- [Text excerpt]:

###

In 2012, the French Cup final was scheduled on May 5th, exactly twenty years after the Furiani Stadium disaster. It was like the French Football Association was playing games with the devil. Lauda and Josepha Giudicelli, two Corsican girls who lost their father in the tragedy, were outraged. The final was rescheduled to a different date but in the following years, French football matches were still being played on the 5th of May. In the meantime, football fans all over France became supportive of the girls’ efforts to ban all matches on this particular day. The banners ‘Pas de match le 5 mai’ can be seen anywhere, even in the stadiums of Bastia’s rivals in Marseille, Paris and Montpellier.

###

- [Data for review]:
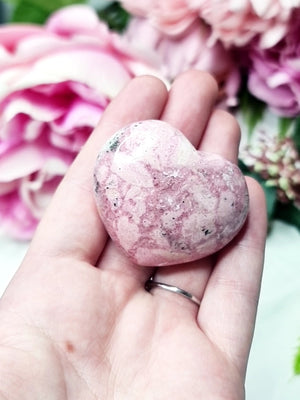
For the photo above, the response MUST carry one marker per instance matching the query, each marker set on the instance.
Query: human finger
(191, 101)
(222, 135)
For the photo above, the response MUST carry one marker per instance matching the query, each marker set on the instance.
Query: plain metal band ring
(170, 288)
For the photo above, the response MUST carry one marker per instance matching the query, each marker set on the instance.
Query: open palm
(76, 321)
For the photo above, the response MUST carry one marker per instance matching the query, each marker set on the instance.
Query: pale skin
(76, 322)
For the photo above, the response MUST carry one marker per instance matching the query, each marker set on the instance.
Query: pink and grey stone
(162, 201)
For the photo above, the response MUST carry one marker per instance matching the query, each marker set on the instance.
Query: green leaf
(284, 126)
(288, 213)
(270, 192)
(296, 134)
(297, 362)
(252, 110)
(115, 16)
(37, 11)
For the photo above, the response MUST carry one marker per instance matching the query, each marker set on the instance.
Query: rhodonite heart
(162, 201)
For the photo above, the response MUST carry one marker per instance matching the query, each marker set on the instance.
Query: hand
(76, 322)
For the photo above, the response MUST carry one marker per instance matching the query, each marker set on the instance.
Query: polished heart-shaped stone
(162, 201)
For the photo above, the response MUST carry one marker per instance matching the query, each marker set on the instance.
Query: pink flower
(170, 16)
(188, 50)
(274, 76)
(236, 22)
(55, 82)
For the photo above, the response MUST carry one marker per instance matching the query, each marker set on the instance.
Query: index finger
(71, 224)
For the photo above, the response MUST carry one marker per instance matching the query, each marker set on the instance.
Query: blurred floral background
(62, 62)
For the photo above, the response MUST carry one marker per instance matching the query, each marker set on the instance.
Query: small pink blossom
(274, 75)
(188, 50)
(234, 22)
(55, 82)
(170, 16)
(237, 22)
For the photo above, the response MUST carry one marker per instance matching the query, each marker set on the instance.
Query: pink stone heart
(162, 201)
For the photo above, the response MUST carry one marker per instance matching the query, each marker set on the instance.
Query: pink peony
(236, 22)
(55, 82)
(189, 50)
(170, 16)
(274, 76)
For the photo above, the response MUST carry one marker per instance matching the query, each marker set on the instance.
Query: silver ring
(150, 284)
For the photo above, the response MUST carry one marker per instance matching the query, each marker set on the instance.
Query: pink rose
(189, 50)
(274, 76)
(236, 22)
(55, 82)
(170, 16)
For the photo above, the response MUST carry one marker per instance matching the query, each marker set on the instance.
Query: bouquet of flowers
(62, 62)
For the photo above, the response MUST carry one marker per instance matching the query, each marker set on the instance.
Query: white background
(270, 371)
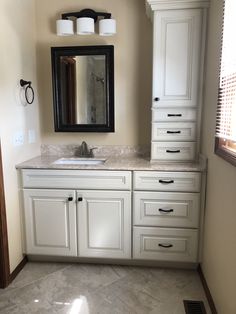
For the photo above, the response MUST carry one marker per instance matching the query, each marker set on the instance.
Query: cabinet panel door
(165, 209)
(50, 222)
(165, 244)
(174, 131)
(104, 223)
(176, 62)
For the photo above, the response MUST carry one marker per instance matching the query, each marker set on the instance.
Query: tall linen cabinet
(179, 34)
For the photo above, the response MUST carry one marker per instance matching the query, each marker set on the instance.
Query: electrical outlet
(18, 138)
(31, 136)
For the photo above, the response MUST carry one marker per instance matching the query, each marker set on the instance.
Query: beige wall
(132, 68)
(17, 60)
(219, 256)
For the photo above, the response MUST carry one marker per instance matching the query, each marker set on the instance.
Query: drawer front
(174, 131)
(163, 244)
(167, 181)
(173, 115)
(77, 179)
(165, 209)
(173, 151)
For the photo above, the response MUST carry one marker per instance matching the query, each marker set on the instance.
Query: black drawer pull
(166, 246)
(174, 115)
(166, 181)
(173, 151)
(166, 210)
(173, 132)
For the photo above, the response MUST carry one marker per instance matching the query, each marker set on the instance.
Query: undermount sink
(79, 161)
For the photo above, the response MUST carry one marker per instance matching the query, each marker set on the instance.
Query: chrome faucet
(85, 151)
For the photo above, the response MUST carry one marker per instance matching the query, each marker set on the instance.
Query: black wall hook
(28, 87)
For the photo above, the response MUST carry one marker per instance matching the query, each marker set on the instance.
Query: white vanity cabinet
(179, 29)
(64, 218)
(50, 222)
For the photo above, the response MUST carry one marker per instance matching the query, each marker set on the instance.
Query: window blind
(226, 107)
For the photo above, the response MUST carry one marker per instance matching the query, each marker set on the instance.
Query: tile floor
(107, 289)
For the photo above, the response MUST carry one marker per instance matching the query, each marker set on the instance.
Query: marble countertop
(114, 163)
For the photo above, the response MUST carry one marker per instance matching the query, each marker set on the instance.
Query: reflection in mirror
(83, 86)
(83, 89)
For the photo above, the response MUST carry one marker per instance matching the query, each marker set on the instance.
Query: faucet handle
(91, 151)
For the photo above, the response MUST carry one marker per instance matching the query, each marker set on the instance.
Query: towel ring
(28, 87)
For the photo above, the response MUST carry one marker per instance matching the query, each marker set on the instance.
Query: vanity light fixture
(85, 20)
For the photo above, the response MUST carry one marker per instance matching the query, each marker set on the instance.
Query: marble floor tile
(43, 288)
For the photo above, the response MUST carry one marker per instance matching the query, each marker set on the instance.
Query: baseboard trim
(207, 290)
(18, 269)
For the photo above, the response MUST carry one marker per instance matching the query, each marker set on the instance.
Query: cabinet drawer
(178, 151)
(77, 179)
(173, 115)
(179, 245)
(167, 181)
(174, 131)
(165, 209)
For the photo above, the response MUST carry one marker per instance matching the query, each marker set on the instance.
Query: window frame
(224, 148)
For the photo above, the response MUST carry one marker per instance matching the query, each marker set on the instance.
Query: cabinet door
(104, 224)
(50, 222)
(176, 61)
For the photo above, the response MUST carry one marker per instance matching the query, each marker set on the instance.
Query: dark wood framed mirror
(83, 88)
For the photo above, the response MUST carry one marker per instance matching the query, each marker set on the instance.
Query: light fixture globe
(64, 27)
(107, 27)
(85, 26)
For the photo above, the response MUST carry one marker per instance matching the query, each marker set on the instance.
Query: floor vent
(194, 307)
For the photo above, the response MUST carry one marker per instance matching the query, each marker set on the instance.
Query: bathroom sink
(79, 161)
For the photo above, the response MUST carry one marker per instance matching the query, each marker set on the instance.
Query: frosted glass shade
(64, 27)
(107, 27)
(85, 26)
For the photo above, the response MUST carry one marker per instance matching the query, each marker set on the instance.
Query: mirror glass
(83, 88)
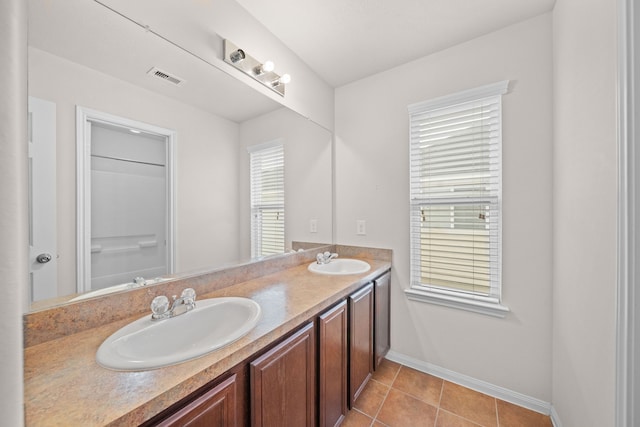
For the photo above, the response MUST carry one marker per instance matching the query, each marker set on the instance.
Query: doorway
(125, 200)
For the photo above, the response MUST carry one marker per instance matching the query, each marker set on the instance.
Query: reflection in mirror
(82, 54)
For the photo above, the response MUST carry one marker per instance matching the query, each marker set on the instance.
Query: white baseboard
(555, 418)
(478, 385)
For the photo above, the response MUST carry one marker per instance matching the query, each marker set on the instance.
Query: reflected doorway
(125, 227)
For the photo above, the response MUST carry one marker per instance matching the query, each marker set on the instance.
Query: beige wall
(585, 197)
(13, 208)
(200, 26)
(207, 223)
(372, 183)
(307, 153)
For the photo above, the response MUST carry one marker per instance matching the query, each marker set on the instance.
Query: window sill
(480, 305)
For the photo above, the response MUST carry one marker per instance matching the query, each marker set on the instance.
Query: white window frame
(271, 151)
(489, 304)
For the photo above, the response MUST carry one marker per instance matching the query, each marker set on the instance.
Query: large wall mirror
(84, 57)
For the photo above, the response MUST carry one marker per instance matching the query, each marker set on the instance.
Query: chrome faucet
(325, 258)
(160, 305)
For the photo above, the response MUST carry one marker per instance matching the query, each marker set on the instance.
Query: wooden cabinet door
(382, 329)
(360, 340)
(283, 383)
(215, 408)
(332, 353)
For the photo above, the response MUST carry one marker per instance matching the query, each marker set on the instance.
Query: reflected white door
(128, 205)
(42, 199)
(125, 200)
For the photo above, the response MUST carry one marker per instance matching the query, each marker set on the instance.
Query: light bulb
(268, 66)
(285, 78)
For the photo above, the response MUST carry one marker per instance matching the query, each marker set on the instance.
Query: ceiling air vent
(156, 72)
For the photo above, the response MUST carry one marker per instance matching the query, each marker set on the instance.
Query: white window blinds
(455, 167)
(267, 199)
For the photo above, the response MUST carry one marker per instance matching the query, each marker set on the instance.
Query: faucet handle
(188, 295)
(159, 306)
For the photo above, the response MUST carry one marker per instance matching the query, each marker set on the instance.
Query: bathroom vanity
(306, 361)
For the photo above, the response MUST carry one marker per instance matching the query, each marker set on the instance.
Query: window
(267, 198)
(455, 175)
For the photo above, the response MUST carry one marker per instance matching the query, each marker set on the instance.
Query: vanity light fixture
(260, 71)
(267, 67)
(283, 80)
(237, 56)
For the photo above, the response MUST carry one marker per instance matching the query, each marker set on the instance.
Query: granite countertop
(64, 386)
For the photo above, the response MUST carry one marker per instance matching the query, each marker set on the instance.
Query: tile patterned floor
(398, 396)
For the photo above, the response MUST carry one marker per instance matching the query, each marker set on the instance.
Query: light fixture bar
(260, 71)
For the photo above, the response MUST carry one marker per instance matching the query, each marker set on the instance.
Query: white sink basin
(340, 266)
(147, 344)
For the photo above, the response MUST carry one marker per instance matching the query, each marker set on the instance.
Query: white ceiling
(346, 40)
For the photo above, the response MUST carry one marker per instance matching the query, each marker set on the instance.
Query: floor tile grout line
(439, 400)
(375, 418)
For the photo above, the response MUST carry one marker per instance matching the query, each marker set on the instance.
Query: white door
(129, 206)
(125, 200)
(42, 199)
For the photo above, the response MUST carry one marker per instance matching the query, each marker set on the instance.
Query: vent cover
(168, 77)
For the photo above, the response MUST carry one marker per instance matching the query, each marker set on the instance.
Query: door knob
(43, 258)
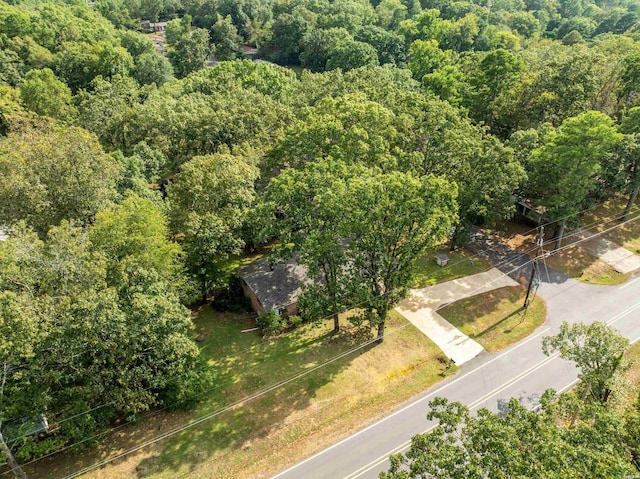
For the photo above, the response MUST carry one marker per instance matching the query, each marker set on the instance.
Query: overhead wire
(275, 386)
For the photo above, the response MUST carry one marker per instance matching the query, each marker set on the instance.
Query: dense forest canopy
(129, 169)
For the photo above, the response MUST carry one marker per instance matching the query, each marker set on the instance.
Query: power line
(471, 293)
(246, 399)
(208, 416)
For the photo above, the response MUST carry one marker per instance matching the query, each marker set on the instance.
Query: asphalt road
(489, 380)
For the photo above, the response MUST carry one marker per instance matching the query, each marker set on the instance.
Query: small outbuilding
(442, 260)
(273, 287)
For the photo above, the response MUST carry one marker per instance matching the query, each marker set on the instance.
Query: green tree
(317, 45)
(426, 57)
(105, 349)
(190, 52)
(596, 349)
(209, 200)
(631, 127)
(391, 219)
(44, 94)
(351, 54)
(500, 70)
(50, 173)
(225, 39)
(78, 64)
(515, 444)
(388, 45)
(564, 170)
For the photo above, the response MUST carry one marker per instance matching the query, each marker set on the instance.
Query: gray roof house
(273, 287)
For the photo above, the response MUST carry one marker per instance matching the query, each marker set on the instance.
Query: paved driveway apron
(421, 306)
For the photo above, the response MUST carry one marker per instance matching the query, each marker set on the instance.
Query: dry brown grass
(281, 427)
(496, 319)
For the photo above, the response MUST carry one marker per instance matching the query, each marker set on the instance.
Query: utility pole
(4, 447)
(13, 464)
(534, 266)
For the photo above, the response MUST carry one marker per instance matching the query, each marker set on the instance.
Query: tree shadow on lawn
(282, 381)
(235, 430)
(468, 310)
(248, 364)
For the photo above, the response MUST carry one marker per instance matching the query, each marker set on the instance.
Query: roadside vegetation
(496, 319)
(135, 178)
(462, 262)
(266, 434)
(597, 430)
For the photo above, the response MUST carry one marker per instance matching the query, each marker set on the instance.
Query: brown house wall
(255, 303)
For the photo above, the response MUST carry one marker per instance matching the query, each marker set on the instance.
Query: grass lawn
(278, 428)
(495, 319)
(633, 355)
(578, 263)
(627, 235)
(461, 263)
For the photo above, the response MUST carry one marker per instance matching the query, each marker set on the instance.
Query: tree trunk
(381, 332)
(632, 200)
(15, 467)
(454, 237)
(559, 233)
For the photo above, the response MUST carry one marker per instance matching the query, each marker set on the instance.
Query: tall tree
(225, 38)
(516, 444)
(209, 200)
(596, 349)
(189, 48)
(565, 168)
(631, 127)
(106, 347)
(43, 93)
(307, 217)
(49, 173)
(391, 219)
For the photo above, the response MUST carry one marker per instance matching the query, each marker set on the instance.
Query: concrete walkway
(619, 258)
(420, 309)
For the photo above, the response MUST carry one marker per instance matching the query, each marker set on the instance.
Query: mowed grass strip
(495, 319)
(578, 263)
(281, 427)
(462, 262)
(608, 215)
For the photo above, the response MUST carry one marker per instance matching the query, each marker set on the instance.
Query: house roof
(277, 286)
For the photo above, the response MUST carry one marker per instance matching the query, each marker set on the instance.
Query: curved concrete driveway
(421, 305)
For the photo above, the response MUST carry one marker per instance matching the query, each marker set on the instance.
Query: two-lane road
(490, 380)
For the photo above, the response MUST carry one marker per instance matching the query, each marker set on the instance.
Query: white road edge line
(417, 401)
(629, 283)
(444, 386)
(473, 405)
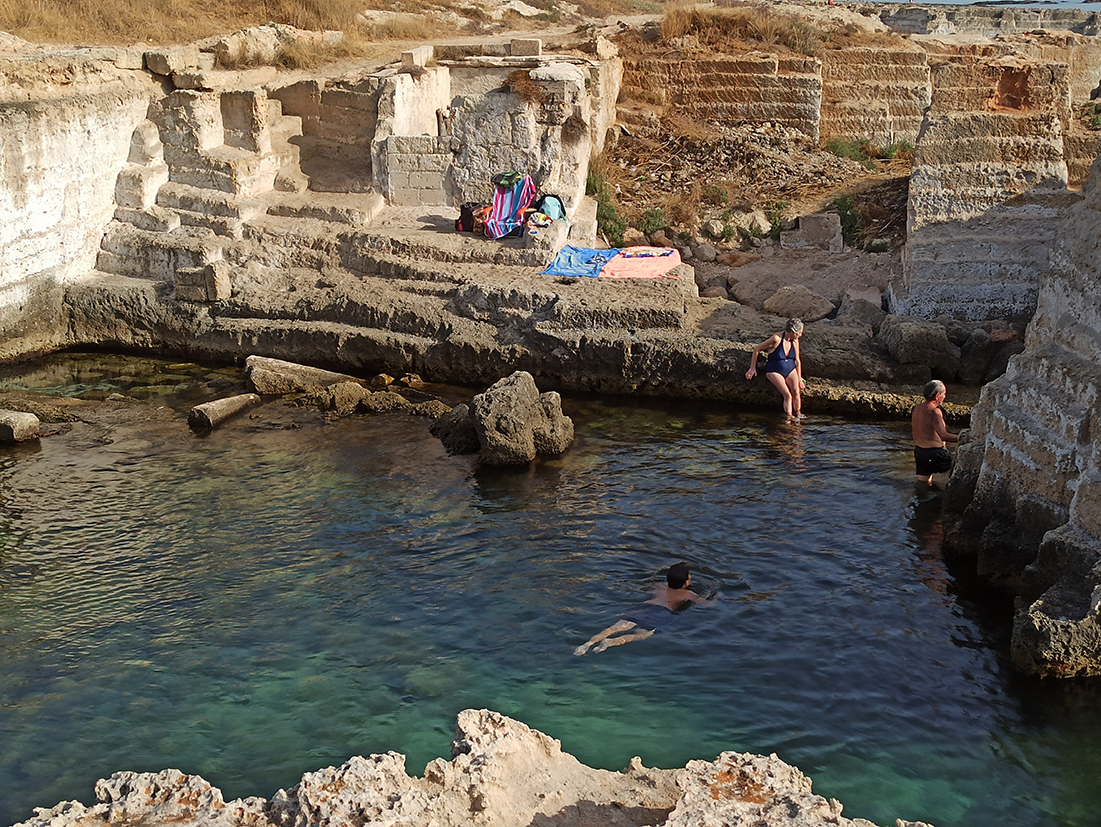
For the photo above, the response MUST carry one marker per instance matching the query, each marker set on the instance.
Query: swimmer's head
(934, 389)
(677, 576)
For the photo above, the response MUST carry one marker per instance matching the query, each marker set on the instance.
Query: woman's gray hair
(933, 389)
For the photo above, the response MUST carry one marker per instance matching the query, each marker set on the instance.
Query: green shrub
(609, 222)
(1091, 115)
(775, 214)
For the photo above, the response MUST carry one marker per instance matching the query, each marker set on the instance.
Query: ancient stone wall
(759, 86)
(417, 171)
(989, 186)
(60, 159)
(1028, 475)
(547, 133)
(880, 94)
(944, 19)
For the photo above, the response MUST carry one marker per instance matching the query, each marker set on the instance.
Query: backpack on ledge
(471, 217)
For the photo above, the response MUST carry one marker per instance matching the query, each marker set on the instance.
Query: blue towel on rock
(580, 261)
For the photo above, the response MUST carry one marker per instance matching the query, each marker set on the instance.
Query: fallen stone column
(211, 414)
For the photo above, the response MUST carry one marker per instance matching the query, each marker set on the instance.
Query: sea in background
(289, 590)
(1087, 4)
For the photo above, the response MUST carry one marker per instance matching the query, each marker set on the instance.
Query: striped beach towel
(509, 205)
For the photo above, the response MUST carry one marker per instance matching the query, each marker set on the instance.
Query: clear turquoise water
(268, 600)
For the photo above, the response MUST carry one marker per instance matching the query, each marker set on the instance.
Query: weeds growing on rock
(598, 185)
(760, 24)
(867, 152)
(521, 85)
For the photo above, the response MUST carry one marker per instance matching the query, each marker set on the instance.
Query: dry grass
(185, 21)
(677, 124)
(719, 28)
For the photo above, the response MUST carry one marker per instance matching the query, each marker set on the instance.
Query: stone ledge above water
(501, 773)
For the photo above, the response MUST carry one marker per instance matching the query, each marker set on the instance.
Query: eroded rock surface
(501, 774)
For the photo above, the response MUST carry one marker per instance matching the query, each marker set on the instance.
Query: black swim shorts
(931, 460)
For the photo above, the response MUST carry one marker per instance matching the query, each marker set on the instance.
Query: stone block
(416, 57)
(129, 58)
(525, 47)
(145, 147)
(194, 79)
(818, 231)
(798, 302)
(154, 219)
(172, 60)
(17, 426)
(137, 186)
(209, 283)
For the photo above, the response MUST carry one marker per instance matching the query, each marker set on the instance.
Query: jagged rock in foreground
(511, 423)
(501, 774)
(1025, 494)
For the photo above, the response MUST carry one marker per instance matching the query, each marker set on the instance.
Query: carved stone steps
(128, 250)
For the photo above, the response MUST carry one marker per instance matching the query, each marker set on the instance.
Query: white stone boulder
(515, 423)
(17, 426)
(798, 302)
(501, 773)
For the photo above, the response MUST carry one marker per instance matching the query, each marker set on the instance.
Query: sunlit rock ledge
(501, 773)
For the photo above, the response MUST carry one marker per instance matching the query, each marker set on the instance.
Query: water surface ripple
(260, 602)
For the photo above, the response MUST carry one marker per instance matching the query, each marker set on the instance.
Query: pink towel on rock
(509, 206)
(642, 262)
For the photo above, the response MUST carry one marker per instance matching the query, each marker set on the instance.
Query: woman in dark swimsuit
(784, 368)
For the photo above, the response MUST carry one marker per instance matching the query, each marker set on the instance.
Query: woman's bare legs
(616, 628)
(794, 387)
(781, 384)
(622, 639)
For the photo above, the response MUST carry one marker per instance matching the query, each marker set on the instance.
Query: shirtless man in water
(930, 433)
(651, 616)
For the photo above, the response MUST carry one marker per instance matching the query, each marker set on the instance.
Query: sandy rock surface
(501, 774)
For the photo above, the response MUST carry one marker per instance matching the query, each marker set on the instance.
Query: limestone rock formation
(916, 341)
(501, 774)
(17, 426)
(515, 423)
(1025, 497)
(511, 423)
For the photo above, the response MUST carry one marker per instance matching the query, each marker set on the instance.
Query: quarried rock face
(987, 193)
(511, 423)
(1025, 496)
(501, 774)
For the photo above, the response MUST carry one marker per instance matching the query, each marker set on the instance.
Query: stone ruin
(501, 773)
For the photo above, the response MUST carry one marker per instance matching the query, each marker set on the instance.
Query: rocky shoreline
(501, 773)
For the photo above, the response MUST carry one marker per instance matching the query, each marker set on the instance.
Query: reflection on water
(284, 592)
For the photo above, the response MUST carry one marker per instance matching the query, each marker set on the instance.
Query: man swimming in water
(651, 616)
(930, 456)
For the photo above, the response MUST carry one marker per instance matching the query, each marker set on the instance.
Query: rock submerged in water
(511, 423)
(502, 773)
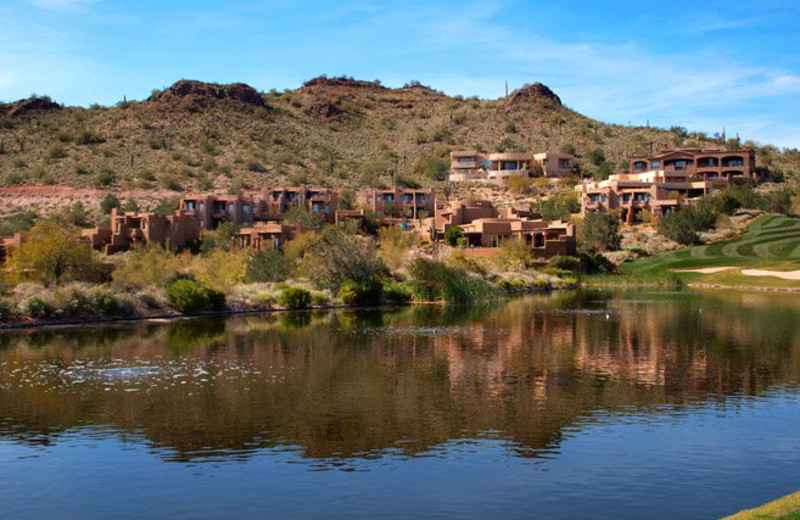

###

- [Questions]:
(A) According to the text on the Furiani Stadium disaster, what slogan appears on the banners that fans display?
(B) Rewrite the stretch from "In 2012, the" through "Paris and Montpellier." in the text on the Furiani Stadium disaster, swapping "banners" for "flags".
(C) Pick up the text on the Furiani Stadium disaster after its last sentence and keep writing.

- [Responses per task]:
(A) "Pas de match le 5 mai"

(B)
In 2012, the French Cup final was scheduled on May 5th, exactly twenty years after the Furiani Stadium disaster. It was like the French Football Association was playing games with the devil. Lauda and Josepha Giudicelli, two Corsican girls who lost their father in the tragedy, were outraged. The final was rescheduled to a different date but in the following years, French football matches were still being played on the 5th of May. In the meantime, football fans all over France became supportive of the girls’ efforts to ban all matches on this particular day. The flags ‘Pas de match le 5 mai’ can be seen anywhere, even in the stadiums of Bastia’s rivals in Marseille, Paris and Montpellier.

(C)
Finally, in 2021, a new law was introduced: No more football in France on May 5th. Something which the UEFA, by the way, completely ignores. In 2022, thirty years after the disaster, Olympique de Marseille had to play a home game against Feyenoord in the semi-finals of the Conference League. Because the UEFA refused to reschedule, they allowed a moment of silence to remember all victims as a compromise.
Today, it is silent in the French football stadiums. On social media, clubs and fans remember the victims. Nobody is playing football, because no one is supposed to go to a stadium without arriving back in the arms of their loved ones at home after. A dark day in French football history, which thirty years later has finally gotten a definitive tribute.